- Short exercise 1:
Count the lines in the listing that contain the string "rutted", matching case exactly, and give only the number.

The microgripper digits were inspired by the dicondylic joints of arthropods (14) and designed as a series of rigid Ni and Au phalanges, interconnected by hybrid organic–inorganic flexible trilayer joints. The joints consisted of 2 components: a Cr/Cu thin film bilayer and a polymer trigger (Fig. 1). When actuated, grippers with 2-jointed digits (Fig. 2F) formed right prisms, whereas grippers with 3-jointed digits (Fig. 2G) curled into themselves, such that the distal and proximal phalanges were parallel. We observed that grippers with 3-jointed digits held onto beads tighter than those with 2-jointed digits. This increased grip was because the extra joint was unable to relieve all of its residual stress; hence, the distal phalange pressed against the captured bead that impeded its motion (Fig. 2H). Thus, for capture and retrieval experiments, we used rotationally symmetric, 6-digit, 3-jointed grippers.

- Short exercise 2:
List every figure reference that appears in the passage on microgripper digits.

(Outline records for named regions)

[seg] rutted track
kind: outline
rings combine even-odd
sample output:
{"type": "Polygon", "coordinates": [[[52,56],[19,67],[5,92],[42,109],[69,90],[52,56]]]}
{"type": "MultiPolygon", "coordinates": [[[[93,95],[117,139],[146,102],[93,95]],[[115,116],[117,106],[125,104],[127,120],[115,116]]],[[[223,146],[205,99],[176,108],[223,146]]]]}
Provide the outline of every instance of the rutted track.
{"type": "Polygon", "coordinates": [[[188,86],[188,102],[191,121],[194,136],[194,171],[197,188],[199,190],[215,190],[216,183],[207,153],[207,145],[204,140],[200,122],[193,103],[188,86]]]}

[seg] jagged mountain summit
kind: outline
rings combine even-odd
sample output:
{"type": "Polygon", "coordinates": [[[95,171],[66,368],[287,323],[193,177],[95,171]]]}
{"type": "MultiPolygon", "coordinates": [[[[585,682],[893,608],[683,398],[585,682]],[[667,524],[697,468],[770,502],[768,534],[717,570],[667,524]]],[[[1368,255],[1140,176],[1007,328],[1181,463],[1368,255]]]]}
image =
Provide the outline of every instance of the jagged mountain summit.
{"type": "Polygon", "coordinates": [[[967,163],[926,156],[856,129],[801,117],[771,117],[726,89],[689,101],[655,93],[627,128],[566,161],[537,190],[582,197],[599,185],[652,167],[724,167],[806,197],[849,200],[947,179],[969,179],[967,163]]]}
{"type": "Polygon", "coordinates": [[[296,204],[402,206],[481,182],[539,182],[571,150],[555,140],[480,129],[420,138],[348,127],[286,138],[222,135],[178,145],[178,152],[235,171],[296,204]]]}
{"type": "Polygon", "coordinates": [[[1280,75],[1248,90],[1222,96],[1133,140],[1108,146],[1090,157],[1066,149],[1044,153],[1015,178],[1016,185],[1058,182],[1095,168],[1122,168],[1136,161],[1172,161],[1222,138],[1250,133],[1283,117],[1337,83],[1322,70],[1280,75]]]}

- Answer 1:
2

- Answer 2:
Fig. 1, Fig. 2F, Fig. 2G, Fig. 2H